## ASSIGNMENT
Scan the records below for the line with "Every <instance> ends" and the line with "positive clicks: (485, 185)". Repeat those two lines and every line between them exactly, and nothing else.
(DATASET Opens)
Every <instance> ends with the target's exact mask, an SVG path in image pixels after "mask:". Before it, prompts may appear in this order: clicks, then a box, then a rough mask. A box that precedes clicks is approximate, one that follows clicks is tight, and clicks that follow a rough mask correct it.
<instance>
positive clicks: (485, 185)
(DATASET Closes)
(DATASET Opens)
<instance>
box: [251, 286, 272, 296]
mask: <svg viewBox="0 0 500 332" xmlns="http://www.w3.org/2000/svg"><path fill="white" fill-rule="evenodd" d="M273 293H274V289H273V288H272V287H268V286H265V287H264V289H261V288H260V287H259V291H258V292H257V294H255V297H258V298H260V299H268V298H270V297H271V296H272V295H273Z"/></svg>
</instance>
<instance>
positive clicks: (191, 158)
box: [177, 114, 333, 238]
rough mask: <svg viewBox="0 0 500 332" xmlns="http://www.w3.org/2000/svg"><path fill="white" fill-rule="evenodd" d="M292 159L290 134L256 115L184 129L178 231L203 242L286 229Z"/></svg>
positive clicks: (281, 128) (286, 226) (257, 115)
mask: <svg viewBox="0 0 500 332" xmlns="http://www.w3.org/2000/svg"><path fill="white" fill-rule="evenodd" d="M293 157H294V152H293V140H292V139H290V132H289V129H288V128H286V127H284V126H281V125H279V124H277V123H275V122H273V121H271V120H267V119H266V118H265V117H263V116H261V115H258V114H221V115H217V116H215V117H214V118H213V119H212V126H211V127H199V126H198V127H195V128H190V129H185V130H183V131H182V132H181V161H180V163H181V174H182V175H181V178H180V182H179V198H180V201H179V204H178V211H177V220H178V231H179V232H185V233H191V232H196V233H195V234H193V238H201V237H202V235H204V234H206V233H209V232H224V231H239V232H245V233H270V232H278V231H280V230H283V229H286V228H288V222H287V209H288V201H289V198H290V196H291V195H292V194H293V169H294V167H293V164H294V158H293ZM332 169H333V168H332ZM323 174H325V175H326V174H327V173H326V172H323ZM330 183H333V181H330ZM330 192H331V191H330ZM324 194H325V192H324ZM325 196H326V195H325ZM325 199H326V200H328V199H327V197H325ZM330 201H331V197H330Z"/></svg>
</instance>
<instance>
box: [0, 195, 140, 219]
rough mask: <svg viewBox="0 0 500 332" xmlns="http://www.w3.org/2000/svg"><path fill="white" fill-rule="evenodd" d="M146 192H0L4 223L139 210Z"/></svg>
(DATASET Closes)
(DATASET Opens)
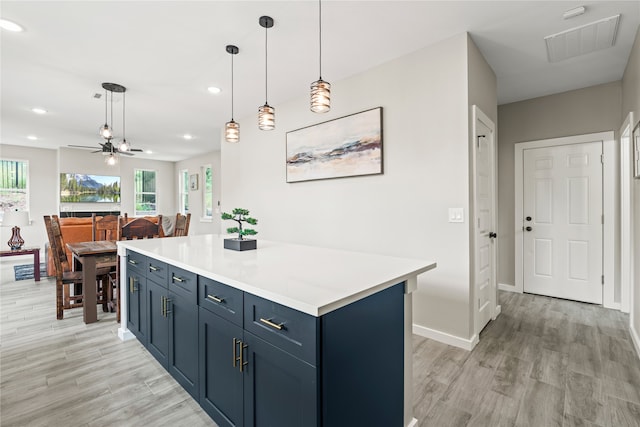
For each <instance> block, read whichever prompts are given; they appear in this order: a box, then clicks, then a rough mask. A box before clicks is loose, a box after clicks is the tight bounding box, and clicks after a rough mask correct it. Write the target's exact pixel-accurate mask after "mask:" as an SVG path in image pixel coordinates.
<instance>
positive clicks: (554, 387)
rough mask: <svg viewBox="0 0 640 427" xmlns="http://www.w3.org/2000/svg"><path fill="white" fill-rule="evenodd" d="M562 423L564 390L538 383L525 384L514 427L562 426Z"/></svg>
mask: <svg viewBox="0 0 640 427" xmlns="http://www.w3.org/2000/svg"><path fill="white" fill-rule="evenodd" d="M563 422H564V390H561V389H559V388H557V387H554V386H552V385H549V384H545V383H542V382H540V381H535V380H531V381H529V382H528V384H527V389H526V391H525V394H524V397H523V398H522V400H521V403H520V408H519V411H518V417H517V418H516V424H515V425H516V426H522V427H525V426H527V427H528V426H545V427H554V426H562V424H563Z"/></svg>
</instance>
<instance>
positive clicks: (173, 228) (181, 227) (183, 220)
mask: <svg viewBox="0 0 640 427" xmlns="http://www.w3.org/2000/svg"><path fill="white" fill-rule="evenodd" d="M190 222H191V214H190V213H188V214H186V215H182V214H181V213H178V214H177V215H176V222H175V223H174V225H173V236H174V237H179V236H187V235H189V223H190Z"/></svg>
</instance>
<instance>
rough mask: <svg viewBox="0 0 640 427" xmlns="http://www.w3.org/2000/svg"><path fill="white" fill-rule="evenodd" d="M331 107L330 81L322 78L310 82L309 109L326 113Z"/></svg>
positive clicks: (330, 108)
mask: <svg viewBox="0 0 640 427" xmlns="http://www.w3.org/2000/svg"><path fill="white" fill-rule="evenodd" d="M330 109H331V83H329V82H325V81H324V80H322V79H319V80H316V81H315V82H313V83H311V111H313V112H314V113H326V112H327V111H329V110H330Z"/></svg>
(DATASET Closes)
## REPLY TO THE EXERCISE
Every <instance> ends with the target's exact mask, an SVG path in image pixels after "mask:". Before it, prompts may appear in this order: clicks, then a box, then a rough mask. A box that precedes clicks is approximate, one that follows clicks is tight, and clicks that follow a rough mask correct it.
<instance>
positive clicks: (485, 185)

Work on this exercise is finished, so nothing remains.